Task list
a – Repeat the stretch of the Greenup letter from "2. Baker Ewing, who" through "35 [1961]: 336).".
b – Using the Greenup letter, say whether each statement agrees with it, answering yes or no and quoting the words that decide it: (i) Gano served for several years as one of the judges of the Quarter Session Court. (ii) Baker Ewing wants a surveyor's post in Kentucky. (iii) Ewing was the first register of the Kentucky land office from 1792 to 1798.

[[ Study text open ]]

To James Madison from Christopher Greenup, 6 January 1804 (Abstract)
§ From Christopher Greenup
6 January 1804, Frankfort. “I have been informed that Doctr Isaac E. Gano will be recommended to the President to fill the Office of a Judge in the Territory which is supposed will be erected including Detroit. I therefore beg leave to inform you that Doctor Gano acted as one of the Judges of the Quarter Session Court at this place for several Years with great propriety. He is a man of strict honour and I have no doubt should he be appointed but that he will give great satisfaction.1
“Colo. Baker Ewing has requested me to inform you that he is desirous of obtaining a Surveyors place in Louisianna should any such appointments take place. Colo. Ewing formerly acted as a Surveyor in Kentucky, and he is a man of Respectability.”2
RC (DNA: RG 59, LAR, 1801–9, filed under “Gano”). 2 pp.; docketed by Jefferson: “Gano, Dr. Isaac E. to be judge at Detroit. a drunkard / Ewing, Baker, to be Survr. Louisiana / Greenup, Crr to Mr. Madison.”
1. On 28 Mar. 1804 Gallatin informed Jefferson that “A Dr. Gano, of Kentucky, was recommended for receiver” at Vincennes, “but he is liable to intoxication.” Gano had been a trustee of the town of Frankfort, Kentucky (Adams, Writings of Gallatin, 1:182; Filson Club History Quarterly 36 [1962]: 146).
2. Baker Ewing, who was the first register of the Kentucky land office from 1792 to 1798 and a member of the Kentucky legislature in 1802, had been a member with Greenup of the Political Club of Danville, Kentucky (Collins’ Historical Sketches of Kentucky, 1:508; Filson Club History Quarterly 30 [1956]: 228 n. 20, 35 [1961]: 336).

[[ Study text closed ]]
[[ Information shown open ]]

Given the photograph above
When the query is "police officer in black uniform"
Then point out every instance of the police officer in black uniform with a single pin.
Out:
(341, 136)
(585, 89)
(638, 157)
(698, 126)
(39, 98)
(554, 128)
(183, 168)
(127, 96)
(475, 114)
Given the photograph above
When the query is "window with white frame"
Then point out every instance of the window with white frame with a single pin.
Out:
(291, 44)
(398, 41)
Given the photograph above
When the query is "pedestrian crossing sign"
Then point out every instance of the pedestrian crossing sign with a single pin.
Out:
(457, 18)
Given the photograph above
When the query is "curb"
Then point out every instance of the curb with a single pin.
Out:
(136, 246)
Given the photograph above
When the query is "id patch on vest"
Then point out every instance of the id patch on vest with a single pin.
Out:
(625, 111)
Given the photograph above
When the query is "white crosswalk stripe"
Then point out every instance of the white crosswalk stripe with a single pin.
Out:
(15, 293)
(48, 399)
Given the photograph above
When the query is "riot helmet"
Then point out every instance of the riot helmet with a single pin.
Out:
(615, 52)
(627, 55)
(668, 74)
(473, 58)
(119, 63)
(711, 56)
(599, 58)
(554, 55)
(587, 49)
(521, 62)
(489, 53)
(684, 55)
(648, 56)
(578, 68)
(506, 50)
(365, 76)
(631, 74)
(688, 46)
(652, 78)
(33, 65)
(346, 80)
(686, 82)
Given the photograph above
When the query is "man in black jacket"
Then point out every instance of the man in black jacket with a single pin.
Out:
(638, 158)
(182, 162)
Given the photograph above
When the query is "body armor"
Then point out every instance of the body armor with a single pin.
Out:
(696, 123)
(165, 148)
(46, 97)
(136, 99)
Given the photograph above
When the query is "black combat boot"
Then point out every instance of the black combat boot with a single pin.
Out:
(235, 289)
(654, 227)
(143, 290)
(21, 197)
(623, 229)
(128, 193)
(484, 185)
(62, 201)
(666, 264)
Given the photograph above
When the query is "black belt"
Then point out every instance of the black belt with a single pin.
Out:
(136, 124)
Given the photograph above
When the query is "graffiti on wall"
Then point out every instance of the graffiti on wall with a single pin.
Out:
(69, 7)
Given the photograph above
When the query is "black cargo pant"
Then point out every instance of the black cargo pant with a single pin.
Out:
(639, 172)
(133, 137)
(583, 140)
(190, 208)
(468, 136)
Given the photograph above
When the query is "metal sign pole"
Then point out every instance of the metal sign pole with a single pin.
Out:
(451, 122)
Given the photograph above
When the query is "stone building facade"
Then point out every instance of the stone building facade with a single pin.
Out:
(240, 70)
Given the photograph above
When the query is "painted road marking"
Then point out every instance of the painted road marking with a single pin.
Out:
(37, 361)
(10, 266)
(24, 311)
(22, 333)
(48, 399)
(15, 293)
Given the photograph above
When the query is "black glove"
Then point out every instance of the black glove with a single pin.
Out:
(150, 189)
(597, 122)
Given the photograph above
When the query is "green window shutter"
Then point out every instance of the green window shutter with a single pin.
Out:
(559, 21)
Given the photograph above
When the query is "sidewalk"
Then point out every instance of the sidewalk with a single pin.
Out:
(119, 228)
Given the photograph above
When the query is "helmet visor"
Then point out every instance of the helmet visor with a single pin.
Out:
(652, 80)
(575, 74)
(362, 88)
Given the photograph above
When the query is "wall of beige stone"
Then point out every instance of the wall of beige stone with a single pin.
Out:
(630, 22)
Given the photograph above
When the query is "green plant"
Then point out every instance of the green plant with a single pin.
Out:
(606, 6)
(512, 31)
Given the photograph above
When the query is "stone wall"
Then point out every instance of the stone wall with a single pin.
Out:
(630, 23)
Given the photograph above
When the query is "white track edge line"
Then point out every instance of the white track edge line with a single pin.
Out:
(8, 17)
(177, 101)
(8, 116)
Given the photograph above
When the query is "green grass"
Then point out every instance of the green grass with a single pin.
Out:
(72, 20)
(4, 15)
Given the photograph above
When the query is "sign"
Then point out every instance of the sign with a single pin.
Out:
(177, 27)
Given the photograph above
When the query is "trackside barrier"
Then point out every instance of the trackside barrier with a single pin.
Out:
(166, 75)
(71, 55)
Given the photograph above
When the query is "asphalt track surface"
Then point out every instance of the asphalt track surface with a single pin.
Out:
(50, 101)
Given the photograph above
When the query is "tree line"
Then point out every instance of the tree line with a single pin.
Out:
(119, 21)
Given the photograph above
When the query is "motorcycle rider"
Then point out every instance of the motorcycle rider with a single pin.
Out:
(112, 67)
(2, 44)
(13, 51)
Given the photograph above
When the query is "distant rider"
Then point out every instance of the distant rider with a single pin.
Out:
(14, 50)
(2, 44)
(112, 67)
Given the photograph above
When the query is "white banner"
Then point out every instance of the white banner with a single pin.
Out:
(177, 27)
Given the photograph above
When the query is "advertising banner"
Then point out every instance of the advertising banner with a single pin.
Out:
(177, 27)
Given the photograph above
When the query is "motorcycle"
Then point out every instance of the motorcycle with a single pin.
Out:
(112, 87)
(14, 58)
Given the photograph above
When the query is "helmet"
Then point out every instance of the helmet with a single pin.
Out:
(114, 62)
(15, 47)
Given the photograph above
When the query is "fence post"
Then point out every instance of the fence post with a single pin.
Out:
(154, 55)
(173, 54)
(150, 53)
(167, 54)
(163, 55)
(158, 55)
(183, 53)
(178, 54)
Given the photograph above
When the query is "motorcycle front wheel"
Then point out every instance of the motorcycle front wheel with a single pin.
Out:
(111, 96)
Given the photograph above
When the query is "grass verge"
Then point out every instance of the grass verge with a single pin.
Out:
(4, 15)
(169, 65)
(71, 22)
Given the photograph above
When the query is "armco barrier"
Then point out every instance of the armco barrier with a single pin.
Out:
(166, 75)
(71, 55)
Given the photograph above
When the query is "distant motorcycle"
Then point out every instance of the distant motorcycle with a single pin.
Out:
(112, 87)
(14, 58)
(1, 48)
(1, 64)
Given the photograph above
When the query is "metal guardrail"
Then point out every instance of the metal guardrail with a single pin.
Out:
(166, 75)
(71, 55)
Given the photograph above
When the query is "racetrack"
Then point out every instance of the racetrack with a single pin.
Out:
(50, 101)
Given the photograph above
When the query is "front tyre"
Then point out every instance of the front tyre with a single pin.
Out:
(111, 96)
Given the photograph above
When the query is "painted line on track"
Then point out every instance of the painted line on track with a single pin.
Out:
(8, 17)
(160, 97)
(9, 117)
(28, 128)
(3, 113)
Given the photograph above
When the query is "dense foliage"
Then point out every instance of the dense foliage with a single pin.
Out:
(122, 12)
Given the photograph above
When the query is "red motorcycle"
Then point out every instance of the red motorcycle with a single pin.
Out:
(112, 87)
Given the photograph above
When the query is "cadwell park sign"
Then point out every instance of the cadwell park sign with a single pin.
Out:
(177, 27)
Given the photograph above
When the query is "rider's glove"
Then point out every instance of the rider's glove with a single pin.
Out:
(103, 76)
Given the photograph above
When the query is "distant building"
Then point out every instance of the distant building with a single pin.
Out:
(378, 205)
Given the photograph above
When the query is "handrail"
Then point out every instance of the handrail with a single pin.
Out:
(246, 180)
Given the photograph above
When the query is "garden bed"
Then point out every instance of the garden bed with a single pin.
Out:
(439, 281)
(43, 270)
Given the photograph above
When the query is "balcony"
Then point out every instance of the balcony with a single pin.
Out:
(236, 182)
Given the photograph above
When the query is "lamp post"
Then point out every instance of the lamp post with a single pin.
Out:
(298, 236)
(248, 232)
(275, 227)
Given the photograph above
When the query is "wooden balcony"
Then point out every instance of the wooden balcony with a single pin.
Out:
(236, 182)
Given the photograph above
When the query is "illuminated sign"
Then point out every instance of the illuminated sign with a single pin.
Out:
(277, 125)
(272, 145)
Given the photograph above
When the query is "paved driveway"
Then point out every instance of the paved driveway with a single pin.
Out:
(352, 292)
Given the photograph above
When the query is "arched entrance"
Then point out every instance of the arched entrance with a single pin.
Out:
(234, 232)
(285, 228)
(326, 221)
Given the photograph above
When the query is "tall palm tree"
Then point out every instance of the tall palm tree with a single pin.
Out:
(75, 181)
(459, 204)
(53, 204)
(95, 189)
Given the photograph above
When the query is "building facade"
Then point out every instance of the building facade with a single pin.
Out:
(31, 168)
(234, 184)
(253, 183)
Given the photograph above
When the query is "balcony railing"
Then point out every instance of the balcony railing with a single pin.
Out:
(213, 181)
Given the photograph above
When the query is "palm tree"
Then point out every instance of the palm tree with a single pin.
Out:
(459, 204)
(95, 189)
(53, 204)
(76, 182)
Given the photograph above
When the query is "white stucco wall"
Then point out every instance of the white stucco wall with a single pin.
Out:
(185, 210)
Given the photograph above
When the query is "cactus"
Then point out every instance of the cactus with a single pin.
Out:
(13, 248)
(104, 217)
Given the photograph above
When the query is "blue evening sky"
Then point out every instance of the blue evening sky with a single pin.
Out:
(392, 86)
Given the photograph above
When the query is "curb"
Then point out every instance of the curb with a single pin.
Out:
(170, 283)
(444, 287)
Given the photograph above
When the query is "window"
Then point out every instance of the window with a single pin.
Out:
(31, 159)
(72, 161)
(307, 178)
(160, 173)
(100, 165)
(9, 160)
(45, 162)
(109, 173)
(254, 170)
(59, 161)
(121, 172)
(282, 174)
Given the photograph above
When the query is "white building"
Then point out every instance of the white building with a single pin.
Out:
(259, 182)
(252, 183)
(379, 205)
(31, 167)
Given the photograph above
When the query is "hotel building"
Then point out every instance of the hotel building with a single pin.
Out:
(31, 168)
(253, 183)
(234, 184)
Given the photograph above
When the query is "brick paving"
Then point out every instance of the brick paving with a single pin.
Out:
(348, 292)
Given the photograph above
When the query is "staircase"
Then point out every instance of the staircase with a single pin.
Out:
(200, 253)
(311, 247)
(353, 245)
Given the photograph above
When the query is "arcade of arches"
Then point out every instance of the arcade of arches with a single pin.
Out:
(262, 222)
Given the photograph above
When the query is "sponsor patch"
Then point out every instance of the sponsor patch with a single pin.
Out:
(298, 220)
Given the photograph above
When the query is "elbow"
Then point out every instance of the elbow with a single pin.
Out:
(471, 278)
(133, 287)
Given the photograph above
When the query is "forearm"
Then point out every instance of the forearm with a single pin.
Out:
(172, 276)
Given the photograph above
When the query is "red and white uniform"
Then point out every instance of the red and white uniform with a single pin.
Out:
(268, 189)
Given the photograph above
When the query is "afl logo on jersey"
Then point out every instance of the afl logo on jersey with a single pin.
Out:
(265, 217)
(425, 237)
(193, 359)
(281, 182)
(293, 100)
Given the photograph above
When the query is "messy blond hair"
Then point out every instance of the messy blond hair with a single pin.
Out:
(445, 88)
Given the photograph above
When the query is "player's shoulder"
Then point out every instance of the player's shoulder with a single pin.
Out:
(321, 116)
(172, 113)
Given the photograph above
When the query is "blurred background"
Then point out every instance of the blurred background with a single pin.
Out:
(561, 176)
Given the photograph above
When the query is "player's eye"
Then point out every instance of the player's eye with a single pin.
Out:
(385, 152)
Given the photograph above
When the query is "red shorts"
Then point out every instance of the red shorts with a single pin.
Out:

[[ Information shown closed ]]

Solutions to the problems
a –
2. Baker Ewing, who was the first register of the Kentucky land office from 1792 to 1798 and a member of the Kentucky legislature in 1802, had been a member with Greenup of the Political Club of Danville, Kentucky (Collins’ Historical Sketches of Kentucky, 1:508; Filson Club History Quarterly 30 [1956]: 228 n. 20, 35 [1961]: 336).

b –
(i) Yes: "Doctor Gano acted as one of the Judges of the Quarter Session Court at this place for several Years with great propriety."
(ii) No: "he is desirous of obtaining a Surveyors place in Louisianna"
(iii) Yes: "who was the first register of the Kentucky land office from 1792 to 1798"